▶ [Challenge] Can you quote each line of the data below verbatim?

— START OF Extracted entries —

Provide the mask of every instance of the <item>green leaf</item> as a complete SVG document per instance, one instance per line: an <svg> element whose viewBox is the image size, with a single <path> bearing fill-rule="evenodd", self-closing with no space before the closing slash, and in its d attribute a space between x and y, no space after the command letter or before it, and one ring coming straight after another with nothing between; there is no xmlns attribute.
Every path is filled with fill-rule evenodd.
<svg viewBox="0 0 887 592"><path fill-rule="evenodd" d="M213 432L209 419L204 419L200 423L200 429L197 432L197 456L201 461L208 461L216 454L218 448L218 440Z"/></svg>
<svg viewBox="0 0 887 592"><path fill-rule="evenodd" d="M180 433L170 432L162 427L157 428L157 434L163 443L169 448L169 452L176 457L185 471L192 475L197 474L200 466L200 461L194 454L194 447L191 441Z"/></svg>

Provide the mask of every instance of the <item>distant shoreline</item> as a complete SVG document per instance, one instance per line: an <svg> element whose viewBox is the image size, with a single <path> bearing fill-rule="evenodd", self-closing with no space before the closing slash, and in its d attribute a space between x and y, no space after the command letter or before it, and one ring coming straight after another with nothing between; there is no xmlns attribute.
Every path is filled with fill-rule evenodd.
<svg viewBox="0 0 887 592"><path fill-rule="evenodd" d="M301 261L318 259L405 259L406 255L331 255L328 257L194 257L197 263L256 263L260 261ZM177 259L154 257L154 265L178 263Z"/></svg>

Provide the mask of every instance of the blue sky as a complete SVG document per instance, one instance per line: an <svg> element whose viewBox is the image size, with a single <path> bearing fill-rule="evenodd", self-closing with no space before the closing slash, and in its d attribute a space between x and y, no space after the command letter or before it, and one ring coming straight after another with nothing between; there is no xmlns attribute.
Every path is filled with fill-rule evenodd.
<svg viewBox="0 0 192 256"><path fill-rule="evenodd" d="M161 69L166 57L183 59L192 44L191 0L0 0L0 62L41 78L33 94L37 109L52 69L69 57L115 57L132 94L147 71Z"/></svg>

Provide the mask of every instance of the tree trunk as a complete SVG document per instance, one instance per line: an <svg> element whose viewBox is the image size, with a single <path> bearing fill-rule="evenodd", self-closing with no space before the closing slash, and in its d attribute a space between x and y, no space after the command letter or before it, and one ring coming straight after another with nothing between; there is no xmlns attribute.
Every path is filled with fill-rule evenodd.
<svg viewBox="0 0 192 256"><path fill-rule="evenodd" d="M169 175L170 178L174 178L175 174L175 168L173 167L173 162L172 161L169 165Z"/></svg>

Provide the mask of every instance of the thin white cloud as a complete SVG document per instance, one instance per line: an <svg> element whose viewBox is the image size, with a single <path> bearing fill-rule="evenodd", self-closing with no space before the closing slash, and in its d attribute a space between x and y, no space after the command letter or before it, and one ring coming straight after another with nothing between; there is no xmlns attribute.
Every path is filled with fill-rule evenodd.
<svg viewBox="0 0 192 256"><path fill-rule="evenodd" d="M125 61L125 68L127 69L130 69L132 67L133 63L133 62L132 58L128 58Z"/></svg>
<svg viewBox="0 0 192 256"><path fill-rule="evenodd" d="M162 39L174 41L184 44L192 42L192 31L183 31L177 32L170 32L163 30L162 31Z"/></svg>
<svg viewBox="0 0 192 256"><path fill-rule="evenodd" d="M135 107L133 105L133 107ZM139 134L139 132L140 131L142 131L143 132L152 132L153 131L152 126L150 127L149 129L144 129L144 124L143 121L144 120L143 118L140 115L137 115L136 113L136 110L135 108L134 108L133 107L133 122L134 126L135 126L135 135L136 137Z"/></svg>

— END OF Extracted entries —

▶ [Complete answer]
Provide the mask of every instance of the <item>green leaf</item> as a complete SVG document per instance, one instance per line: an <svg> element whose viewBox is the image size, with a single <path> bearing fill-rule="evenodd", self-closing with no space before the closing slash, and in its d attribute a space between x and y, no space after the command letter or before it, and one ring coming straight after another with nothing between; there is no xmlns attribute.
Every path is filled with fill-rule evenodd.
<svg viewBox="0 0 887 592"><path fill-rule="evenodd" d="M213 432L209 419L204 419L200 423L200 429L197 432L197 456L201 461L208 461L216 454L218 448L218 440Z"/></svg>
<svg viewBox="0 0 887 592"><path fill-rule="evenodd" d="M180 433L170 432L162 427L157 428L157 434L163 443L169 448L169 452L176 457L185 471L192 475L197 474L200 466L200 461L194 454L194 447L191 441Z"/></svg>

Provide the mask of every instance of the <item>distant shoreline</item> as a complete SVG document per instance, one instance per line: an <svg> element whose viewBox is the image size, with a single <path> bearing fill-rule="evenodd", self-closing with no space before the closing slash, and in its d attribute a space between x and y, no space after the command letter or before it, and one ring coming straight after another with nothing between; there is no xmlns attribute.
Every path is filled with fill-rule evenodd.
<svg viewBox="0 0 887 592"><path fill-rule="evenodd" d="M301 261L318 259L405 259L406 255L331 255L328 257L194 257L197 263L256 263L260 261ZM177 259L154 257L154 265L178 263Z"/></svg>

Provide the mask of every instance of the blue sky as a complete SVG document per instance, one instance per line: an <svg> element whose viewBox is the image size, with a single <path> bearing fill-rule="evenodd", self-closing with no space before the closing slash, and in its d attribute a space between x and y, no space after the command letter or before it, and one ring coming straight after another with nothing between; there is no xmlns attribute.
Every path is filled with fill-rule evenodd.
<svg viewBox="0 0 192 256"><path fill-rule="evenodd" d="M161 69L166 57L183 59L192 44L191 0L0 0L0 62L41 78L33 94L37 109L52 69L69 57L115 57L132 94L147 71Z"/></svg>

Provide the mask of every instance of the tree trunk as a complete SVG document per instance, one instance per line: an <svg> element whose viewBox is the image size, with a single <path> bearing fill-rule="evenodd", self-closing with no space before the closing slash, and in its d attribute a space between x and y, no space after the command letter or before it, and one ring coming straight after another with nothing between; there is no xmlns attribute.
Every path is filled with fill-rule evenodd.
<svg viewBox="0 0 192 256"><path fill-rule="evenodd" d="M169 175L170 178L174 178L175 174L175 168L173 167L173 162L172 161L169 165Z"/></svg>

Provide the mask of every instance of the thin white cloud as a complete SVG document per instance, one instance per line: an <svg> element whose viewBox is the image size, with a single <path> bearing fill-rule="evenodd", self-closing with no space before the closing slash, and in its d attribute a space between x and y, no space after the command letter or before it, and one ring coming straight after another with nothing between; there is no xmlns attribute.
Every path is filled with fill-rule evenodd.
<svg viewBox="0 0 192 256"><path fill-rule="evenodd" d="M125 61L125 68L127 69L130 69L132 67L133 63L133 62L132 58L128 58Z"/></svg>
<svg viewBox="0 0 192 256"><path fill-rule="evenodd" d="M162 39L174 41L184 44L192 42L192 31L183 31L177 32L170 32L163 30L162 31Z"/></svg>
<svg viewBox="0 0 192 256"><path fill-rule="evenodd" d="M135 107L133 105L133 107ZM139 134L139 132L140 131L142 131L143 132L152 132L153 131L152 126L150 127L149 129L144 129L144 124L143 121L144 120L143 118L140 115L137 115L136 113L136 110L135 108L134 108L133 107L133 122L134 126L135 126L135 135L136 137Z"/></svg>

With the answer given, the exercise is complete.